TASK DETAILS:
Write out the part of the Hydrogen Safe service terms below that runs between "- 4.4Nothing in" and "this Section 5.", inclusive, word for word.
BEGIN DOCUMENT SEGMENT
Any breach of this Section 3.5 (or any other terms of the Agreement) may result in the termination of the applicable Quote and/or the contract between us, and Hydrogen Safe reserves the right to suspend your access to the Hydrogen Safe Materials upon any such reasonably suspected breach.
- 3.6Delivery. Delivery of the Services is deemed to occur when the Services (or each Service milestone, as applicable) are completed in accordance with the Quote.
4. Fees
- 4.1Fees, Expenses and Taxes. You agree to pay Hydrogen Safe the Fees as stated in the Quote in accordance with the terms set forth herein. You will pay the Fees in the currency specified in the Quote. The Fees are all inclusive, including of all Expenses but exclusive of Taxes, which will be charged separately to you (if applicable) at the prevailing rate.
- 4.2Payment. You will pay Hydrogen Safe the Fees set forth in a Quote within 30 days from receipt of an invoice issued to you by Hydrogen Safe, in accordance with the payment details and method set out on the invoice. Hydrogen Safe may: (i) accrue interest at the lesser of 1% per month or the highest rate permitted in law; and/or (ii) discontinue the provision of Services (including cancelling any booking and suspending your access to Hydrogen Safe Materials) if payment is not received when due. You have no right of set-off.
- 4.3Credit Card Payment. Should Fees be paid by you using a credit card, you expressly authorize Hydrogen Safe or its agents to charge all Fees incurred pursuant to the Agreement to such credit card, and such authorisation will survive termination of the Agreement until there are no Fees remaining due. If you use a credit card and Hydrogen Safe does not receive payment from the card issuer, you agree to pay all amounts due, upon demand by Hydrogen Safe. You must notify Hydrogen Safe of any changes to your credit card account (including, without limitation, applicable account number or cancellation or expiration of the account), your billing address, or any information that may prohibit Hydrogen Safe from charging the account.
- 4.4Nothing in this Section affects your legal rights to cancel the contract during the cancellation period as set out in Section 5.
5. Cancellations and Refunds
- 5.1Right to cancel. You have the right to cancel the Agreement within 14 days without giving any reason. However, you do not have the right to cancel if you requested for us to start providing the Services during the cancellation period. This is further explained in this Section 5.
- 5.2The cancellation period will expire 14 days after the day of the Quote is signed by you (or accepted by you electronically through the Hydrogen Safe website (including via clickwrap or similar electronic means)).
- 5.3To exercise the right to cancel, you must inform us of your decision to cancel the Agreement by a clear statement (e.g. a letter sent by post or email) using the contact details at the top of this page.
END DOCUMENT SEGMENT
BEGIN PROVIDED DATA
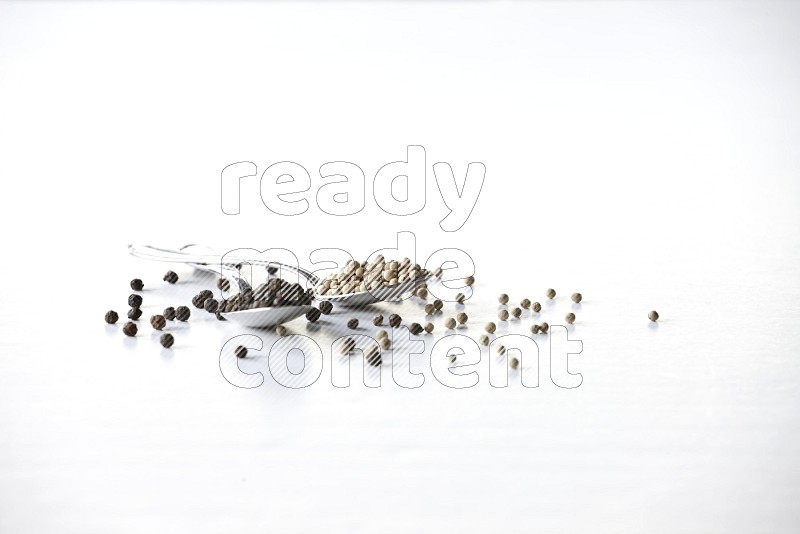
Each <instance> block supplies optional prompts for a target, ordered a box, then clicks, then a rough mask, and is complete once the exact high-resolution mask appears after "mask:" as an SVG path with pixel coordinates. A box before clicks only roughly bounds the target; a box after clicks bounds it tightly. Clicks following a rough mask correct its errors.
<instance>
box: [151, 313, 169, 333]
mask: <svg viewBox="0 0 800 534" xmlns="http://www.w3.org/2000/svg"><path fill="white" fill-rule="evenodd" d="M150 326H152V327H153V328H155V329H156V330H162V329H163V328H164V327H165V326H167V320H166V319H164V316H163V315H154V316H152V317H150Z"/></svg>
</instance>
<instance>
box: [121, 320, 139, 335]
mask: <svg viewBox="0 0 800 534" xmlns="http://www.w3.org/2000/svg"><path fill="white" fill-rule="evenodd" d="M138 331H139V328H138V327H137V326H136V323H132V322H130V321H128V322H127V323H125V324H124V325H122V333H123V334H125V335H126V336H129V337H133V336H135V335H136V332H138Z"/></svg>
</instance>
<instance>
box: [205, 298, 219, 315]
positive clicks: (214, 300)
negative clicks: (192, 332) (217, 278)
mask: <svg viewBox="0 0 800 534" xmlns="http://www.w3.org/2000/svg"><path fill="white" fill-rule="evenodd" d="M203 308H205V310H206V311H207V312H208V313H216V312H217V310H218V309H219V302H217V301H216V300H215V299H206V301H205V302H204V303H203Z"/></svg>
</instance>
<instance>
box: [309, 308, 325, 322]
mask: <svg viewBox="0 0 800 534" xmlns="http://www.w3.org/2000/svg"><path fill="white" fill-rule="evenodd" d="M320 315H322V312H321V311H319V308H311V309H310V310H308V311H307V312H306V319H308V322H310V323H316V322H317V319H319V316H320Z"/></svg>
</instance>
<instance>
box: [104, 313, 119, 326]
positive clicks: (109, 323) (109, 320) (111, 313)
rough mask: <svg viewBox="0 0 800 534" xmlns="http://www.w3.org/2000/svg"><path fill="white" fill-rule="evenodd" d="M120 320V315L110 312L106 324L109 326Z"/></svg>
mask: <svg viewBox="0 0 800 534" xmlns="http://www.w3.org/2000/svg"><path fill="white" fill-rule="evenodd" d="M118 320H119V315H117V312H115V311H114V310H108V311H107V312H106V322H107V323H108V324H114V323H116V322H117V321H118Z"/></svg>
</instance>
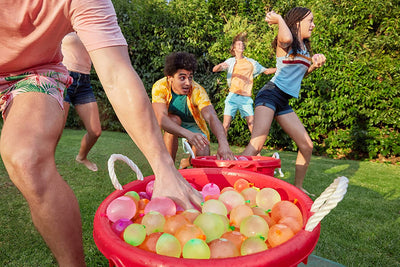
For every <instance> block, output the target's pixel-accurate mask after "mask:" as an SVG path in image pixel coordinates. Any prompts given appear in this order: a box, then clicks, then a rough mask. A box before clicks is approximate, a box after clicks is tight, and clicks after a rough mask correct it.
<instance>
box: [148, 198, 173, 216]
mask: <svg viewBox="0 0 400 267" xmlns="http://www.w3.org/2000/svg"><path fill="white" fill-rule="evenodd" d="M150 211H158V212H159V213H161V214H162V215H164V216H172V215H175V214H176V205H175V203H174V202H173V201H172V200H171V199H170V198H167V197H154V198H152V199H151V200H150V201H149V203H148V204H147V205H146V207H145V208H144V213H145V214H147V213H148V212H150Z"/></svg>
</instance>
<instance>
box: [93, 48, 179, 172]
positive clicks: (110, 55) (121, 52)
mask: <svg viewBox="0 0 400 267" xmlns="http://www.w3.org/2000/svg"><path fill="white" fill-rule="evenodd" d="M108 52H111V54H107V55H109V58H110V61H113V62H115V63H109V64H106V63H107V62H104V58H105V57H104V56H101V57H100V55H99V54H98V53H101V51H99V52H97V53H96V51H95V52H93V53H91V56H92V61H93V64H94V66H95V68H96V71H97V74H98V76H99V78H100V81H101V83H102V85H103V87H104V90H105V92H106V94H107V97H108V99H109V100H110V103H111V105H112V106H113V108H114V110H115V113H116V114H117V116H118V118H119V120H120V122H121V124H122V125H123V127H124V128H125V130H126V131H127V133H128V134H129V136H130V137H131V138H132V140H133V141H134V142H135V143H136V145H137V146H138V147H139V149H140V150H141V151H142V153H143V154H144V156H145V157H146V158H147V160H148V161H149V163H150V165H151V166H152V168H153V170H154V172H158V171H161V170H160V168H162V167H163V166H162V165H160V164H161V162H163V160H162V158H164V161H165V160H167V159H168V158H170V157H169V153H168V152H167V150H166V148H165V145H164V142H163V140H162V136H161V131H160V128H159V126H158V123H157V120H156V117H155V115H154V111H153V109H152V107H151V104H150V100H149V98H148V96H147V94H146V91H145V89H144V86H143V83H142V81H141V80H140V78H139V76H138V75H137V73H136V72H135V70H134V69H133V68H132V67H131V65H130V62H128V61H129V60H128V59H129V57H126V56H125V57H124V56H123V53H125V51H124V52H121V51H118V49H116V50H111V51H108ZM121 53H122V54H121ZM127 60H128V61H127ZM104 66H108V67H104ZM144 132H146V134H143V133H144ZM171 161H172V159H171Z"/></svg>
END PROVIDED DATA
RESULT FOR THIS EXERCISE:
- 4.4Nothing in this Section affects your legal rights to cancel the contract during the cancellation period as set out in Section 5.
5. Cancellations and Refunds
- 5.1Right to cancel. You have the right to cancel the Agreement within 14 days without giving any reason. However, you do not have the right to cancel if you requested for us to start providing the Services during the cancellation period. This is further explained in this Section 5.